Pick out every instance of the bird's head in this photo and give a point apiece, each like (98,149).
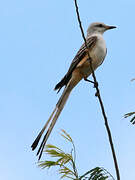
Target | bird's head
(98,27)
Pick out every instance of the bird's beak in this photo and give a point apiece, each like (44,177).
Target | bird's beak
(110,27)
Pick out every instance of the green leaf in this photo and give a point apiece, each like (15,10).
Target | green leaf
(47,164)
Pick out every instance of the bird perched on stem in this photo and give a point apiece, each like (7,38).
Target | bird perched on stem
(78,70)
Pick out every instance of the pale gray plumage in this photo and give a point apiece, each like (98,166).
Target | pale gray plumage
(97,51)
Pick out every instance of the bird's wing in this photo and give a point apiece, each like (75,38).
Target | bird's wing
(91,41)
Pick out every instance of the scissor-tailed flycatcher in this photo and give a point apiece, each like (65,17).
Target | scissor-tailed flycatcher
(79,69)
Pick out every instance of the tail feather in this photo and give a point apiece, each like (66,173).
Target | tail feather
(35,143)
(53,118)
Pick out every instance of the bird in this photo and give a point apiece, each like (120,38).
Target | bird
(79,69)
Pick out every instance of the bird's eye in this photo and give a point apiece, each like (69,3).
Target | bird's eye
(100,25)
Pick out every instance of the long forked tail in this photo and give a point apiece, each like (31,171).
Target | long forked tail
(53,118)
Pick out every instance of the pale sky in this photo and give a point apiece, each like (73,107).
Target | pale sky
(38,40)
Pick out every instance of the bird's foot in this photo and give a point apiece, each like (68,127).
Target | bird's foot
(95,83)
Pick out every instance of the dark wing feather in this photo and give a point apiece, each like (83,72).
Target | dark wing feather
(80,54)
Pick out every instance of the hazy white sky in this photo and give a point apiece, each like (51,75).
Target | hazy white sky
(38,40)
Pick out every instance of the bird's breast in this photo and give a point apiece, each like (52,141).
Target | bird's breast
(98,52)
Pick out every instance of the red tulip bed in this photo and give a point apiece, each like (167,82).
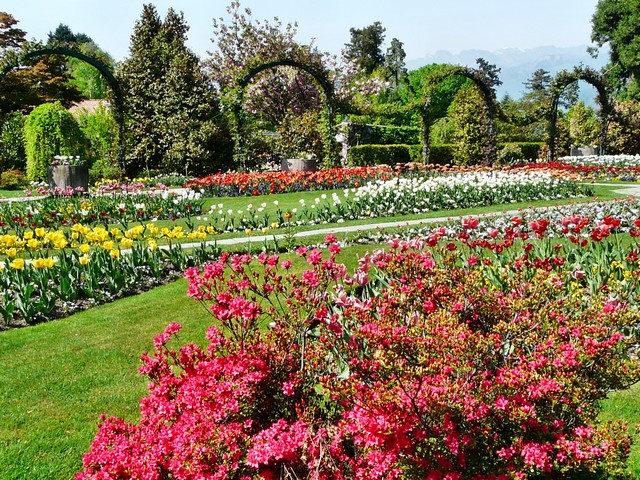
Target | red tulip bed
(476,350)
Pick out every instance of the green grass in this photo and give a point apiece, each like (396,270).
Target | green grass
(58,377)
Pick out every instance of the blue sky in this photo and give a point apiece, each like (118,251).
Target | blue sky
(424,26)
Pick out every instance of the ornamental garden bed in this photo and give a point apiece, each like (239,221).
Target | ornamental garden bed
(553,249)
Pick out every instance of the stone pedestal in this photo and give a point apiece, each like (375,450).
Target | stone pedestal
(299,164)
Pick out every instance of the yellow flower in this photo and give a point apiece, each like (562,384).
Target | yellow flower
(17,263)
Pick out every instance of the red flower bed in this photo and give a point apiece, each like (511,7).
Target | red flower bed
(247,184)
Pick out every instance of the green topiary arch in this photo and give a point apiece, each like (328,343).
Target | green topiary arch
(118,97)
(566,78)
(318,75)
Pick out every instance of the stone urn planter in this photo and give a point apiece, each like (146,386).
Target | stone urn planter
(69,176)
(299,164)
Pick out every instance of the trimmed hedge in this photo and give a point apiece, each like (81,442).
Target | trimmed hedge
(530,150)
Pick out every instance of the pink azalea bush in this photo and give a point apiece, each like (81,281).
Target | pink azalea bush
(407,368)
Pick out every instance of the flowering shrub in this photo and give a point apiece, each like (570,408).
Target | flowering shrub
(412,366)
(593,167)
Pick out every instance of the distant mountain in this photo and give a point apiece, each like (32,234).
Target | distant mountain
(518,65)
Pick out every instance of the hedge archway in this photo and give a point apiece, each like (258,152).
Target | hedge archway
(488,94)
(318,76)
(118,97)
(566,78)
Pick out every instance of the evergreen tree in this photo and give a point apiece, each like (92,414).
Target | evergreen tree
(170,105)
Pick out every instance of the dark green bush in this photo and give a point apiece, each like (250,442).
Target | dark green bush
(530,150)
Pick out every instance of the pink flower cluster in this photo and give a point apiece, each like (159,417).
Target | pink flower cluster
(410,367)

···

Reproduce the data word for word without its images.

Pick out every instance of the bird's head in this photo and give a point apiece, each like (98,149).
Target | bird's head
(98,27)
Pick out every instance of the bird's beak in this photo and give a point apiece, each like (44,177).
Target | bird's beak
(110,27)
Pick out every instance of the green leaf in this photo and give a point apiece, each like (15,10).
Target | green leaf
(47,164)
Pick out every instance of the bird perched on stem in this photo and give a point apiece, each like (7,38).
Target | bird perched on stem
(78,70)
Pick out every instance of the pale gray plumage in this photo and give a point apiece, each like (98,166).
Target | pale gray plumage
(97,51)
Pick out every instance of the bird's wing in this photo and give a point apiece, each like (75,38).
Target | bird's wing
(91,41)
Pick out every instance of the scissor-tailed flycatcher in this photo and give a point apiece, each like (65,17).
Target | scissor-tailed flycatcher
(79,69)
Pick out every instance of the tail feather in this photo and give a point apiece, each like (66,173).
Target | tail feather
(35,143)
(53,118)
Pick out every instance of the bird in this photo and give a point apiece, each like (120,38).
Target | bird
(79,69)
Pick out every instance of the bird's eye in this photo and give a point apiece, each like (69,3).
Target | bird's eye
(100,25)
Pick out every instance of the long forked tail in this photo and give a point apiece, each like (31,171).
Target | long forked tail
(53,118)
Pick out every instance of the pale sky in this photo and give a point apiece, each like (73,107).
Target | pale sky
(38,40)
Pick out every instance of the bird's foot in this photo and give a point apiece, each like (68,127).
Target | bird's foot
(95,83)
Pick out every instance of the dark wing feather in this photo and give a point apiece, each like (83,72).
Target | dark wing feather
(80,54)
Pick out every instance of the hazy white sky in this photo and give a point apiece, each like (51,75).
Target | hazy white sky
(38,40)
Pick out every instance of the bird's breast in this photo and give a point apiece, each like (52,141).
Target | bird's breast
(98,52)
Pick out every instance of the red tulip bed in this photo and give a point apiece, each like (167,82).
Target | red tulip bed
(476,350)
Pick out every instance of the green grass in this photo and give a point apiece, each like (396,270).
Target | green grass
(58,377)
Pick out every instance of the blue sky in this photo and give a point apiece, each like (118,251).
Target | blue sky
(424,26)
Pick out every instance of the ornamental garden bed in this photo and give a point apiece, each like (239,221).
Target | ornamental garden bed
(553,249)
Pick out every instance of the stone pedestal in this photo and give a point apiece, each like (375,450).
Target | stone pedestal
(299,164)
Pick out every instance of the yellow flower in this photo and give a point apiece, each like (562,384).
Target | yellow flower
(17,263)
Pick out every instance of the red flower bed in this photo and give a point apiece, each like (511,7).
Target | red flower bed
(247,184)
Pick out every instance of the green topiary arch in this photo and give a point apiece, each like (328,343).
Target | green topiary arch
(118,97)
(566,78)
(318,75)
Pick out every instance of the stone urn planter in this photo and give a point apiece, each like (146,386).
Target | stone urn planter
(69,176)
(299,164)
Pick out every instance of the trimmed hedge in this photo and give a point apiece, each like (81,442).
Target | trimmed hedge
(530,150)
Pick out every instance of the pink azalea bush in this photo and give a point apiece, each like (81,281).
Target | pink azalea bush
(407,368)
Pick out every instance of the flowering shrub in this photo and give a point apiece, each like (570,408).
Target | flowering shrub
(412,366)
(593,167)
Pick out every instance of the distant mountain in this photo and give a point apiece, each like (32,234).
Target | distant mountain
(518,65)
Pick out every instance of the hedge archway in this photo and give a point apiece, each like (258,152).
Target | hedge archway
(488,94)
(318,76)
(118,97)
(566,78)
Pick out every instance of the evergreen tree in this photo and give a point apiece, each like (92,414).
Target | evergreen tree
(170,105)
Pick out every instance of the dark green bush in this photo and give a point apiece, each like (250,442).
Target | dark green bush
(530,150)
Pick out every instance of the pink flower cluster in this photo and give a point apiece, each like (159,417).
Target | pink flower cluster
(410,367)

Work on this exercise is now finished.